# [Input material]
• • • • •

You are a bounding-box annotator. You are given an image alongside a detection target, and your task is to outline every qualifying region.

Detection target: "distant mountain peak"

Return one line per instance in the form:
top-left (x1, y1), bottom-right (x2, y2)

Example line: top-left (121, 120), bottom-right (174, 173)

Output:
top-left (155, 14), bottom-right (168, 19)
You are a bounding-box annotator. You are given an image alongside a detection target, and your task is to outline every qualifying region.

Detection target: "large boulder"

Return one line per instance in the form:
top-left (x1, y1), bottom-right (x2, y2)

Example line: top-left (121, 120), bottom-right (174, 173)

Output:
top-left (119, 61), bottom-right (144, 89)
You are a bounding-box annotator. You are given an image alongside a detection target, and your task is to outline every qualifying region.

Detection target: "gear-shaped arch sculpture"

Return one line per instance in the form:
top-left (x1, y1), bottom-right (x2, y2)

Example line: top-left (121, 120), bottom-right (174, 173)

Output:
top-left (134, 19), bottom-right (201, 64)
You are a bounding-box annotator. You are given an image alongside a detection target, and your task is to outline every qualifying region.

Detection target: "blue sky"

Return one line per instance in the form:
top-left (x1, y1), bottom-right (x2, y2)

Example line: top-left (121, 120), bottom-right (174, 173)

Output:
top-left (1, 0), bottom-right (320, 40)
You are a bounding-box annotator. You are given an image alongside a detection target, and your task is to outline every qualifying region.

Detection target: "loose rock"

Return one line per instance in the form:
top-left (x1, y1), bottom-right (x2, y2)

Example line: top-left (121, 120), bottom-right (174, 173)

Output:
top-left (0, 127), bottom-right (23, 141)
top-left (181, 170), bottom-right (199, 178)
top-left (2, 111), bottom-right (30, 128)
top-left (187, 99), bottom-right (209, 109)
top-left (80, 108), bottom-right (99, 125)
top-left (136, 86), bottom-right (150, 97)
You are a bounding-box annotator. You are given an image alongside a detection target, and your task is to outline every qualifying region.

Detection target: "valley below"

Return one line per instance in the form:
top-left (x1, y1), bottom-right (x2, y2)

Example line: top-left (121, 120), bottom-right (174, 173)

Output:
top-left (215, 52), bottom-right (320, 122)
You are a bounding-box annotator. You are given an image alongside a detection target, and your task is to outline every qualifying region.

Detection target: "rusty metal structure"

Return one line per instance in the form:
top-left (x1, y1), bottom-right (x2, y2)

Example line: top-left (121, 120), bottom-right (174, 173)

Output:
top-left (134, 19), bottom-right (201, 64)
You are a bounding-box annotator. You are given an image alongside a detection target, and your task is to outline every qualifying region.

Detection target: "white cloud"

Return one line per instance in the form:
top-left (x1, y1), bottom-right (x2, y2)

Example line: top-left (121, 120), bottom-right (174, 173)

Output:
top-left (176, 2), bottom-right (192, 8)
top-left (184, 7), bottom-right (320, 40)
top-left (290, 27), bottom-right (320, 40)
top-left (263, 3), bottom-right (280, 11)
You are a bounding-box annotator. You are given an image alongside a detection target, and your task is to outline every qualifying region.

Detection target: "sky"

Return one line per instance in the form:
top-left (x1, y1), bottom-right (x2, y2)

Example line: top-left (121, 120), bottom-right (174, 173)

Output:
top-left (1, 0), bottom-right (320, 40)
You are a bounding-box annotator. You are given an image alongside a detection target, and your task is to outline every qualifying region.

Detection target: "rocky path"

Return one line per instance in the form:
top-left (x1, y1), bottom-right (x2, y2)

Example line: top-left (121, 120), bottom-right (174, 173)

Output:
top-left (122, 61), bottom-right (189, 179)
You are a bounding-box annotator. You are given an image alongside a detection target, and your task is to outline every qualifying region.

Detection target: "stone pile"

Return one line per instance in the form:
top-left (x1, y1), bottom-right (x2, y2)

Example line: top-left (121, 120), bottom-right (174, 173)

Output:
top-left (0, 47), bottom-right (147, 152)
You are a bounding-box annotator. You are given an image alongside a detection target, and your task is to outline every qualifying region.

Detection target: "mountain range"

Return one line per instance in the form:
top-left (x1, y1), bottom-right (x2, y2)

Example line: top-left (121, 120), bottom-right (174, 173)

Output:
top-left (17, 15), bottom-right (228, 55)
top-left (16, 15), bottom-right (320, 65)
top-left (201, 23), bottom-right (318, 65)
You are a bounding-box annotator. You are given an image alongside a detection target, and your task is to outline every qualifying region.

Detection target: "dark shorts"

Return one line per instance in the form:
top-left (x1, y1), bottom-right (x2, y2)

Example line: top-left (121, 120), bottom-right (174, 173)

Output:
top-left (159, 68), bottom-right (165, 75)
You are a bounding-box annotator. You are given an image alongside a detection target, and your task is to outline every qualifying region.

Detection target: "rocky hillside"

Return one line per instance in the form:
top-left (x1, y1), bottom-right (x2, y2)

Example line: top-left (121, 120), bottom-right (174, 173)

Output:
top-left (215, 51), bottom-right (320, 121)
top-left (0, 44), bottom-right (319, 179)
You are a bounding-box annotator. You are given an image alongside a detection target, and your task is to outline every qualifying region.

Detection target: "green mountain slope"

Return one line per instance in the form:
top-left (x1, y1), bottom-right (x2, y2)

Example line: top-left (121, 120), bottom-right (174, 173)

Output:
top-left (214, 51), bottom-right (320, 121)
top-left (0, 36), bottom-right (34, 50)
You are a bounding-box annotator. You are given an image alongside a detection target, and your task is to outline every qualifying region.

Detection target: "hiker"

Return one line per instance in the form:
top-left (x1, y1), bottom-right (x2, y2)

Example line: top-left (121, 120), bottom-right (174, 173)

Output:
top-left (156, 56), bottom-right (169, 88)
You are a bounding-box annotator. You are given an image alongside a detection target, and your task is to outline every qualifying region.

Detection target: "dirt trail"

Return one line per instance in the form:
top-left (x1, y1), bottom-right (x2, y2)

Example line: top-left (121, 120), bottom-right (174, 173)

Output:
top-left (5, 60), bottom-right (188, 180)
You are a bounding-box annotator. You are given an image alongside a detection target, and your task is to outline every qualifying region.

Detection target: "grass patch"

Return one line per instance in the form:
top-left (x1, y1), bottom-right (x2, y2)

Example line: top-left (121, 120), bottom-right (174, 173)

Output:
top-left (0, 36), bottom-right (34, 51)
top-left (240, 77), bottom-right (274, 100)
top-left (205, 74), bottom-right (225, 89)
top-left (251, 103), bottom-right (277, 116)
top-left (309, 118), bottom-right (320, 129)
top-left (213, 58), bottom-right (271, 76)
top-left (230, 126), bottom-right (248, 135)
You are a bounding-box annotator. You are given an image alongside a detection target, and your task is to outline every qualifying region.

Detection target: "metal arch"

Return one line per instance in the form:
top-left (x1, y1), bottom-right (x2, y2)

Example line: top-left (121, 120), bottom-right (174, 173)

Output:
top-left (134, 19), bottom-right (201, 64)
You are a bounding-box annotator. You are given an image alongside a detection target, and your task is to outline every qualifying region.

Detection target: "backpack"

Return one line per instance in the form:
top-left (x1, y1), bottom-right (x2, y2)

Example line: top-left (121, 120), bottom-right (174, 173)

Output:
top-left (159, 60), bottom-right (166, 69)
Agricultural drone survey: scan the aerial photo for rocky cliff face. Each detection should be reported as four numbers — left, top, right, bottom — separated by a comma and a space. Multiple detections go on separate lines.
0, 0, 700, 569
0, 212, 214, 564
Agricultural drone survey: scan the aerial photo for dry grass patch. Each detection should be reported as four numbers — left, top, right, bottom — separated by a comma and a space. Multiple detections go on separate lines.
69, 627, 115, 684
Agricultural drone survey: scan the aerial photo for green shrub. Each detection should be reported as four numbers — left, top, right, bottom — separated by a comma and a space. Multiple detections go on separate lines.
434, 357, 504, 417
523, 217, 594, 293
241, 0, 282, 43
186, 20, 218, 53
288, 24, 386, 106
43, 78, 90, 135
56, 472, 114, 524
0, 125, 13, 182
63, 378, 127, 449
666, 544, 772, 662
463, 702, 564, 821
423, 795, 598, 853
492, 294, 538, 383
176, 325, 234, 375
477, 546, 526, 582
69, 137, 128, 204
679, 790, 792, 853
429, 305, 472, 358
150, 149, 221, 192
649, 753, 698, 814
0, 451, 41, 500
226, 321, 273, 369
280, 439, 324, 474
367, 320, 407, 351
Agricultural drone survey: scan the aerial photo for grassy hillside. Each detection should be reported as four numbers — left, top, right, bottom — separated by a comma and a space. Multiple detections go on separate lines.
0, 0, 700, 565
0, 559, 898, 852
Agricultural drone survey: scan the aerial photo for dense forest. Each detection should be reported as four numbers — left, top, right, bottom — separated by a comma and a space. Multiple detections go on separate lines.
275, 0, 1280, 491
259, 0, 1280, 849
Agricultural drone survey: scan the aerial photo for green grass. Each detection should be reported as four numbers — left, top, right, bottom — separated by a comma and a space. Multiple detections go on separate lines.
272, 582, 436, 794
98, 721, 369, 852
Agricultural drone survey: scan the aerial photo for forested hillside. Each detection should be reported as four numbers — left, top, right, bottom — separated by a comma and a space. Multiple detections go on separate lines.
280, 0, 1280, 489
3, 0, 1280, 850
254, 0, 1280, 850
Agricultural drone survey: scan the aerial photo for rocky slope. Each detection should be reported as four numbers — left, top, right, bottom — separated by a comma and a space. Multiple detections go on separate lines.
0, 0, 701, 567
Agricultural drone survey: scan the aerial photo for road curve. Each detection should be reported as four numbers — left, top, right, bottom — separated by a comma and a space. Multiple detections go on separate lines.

• • • • •

# [Task description]
Scan the data above and copy every line with "arch" in it.

# [Solution for this problem]
Detection target: "gear-shaped arch sculpture"
Detection target: "metal arch"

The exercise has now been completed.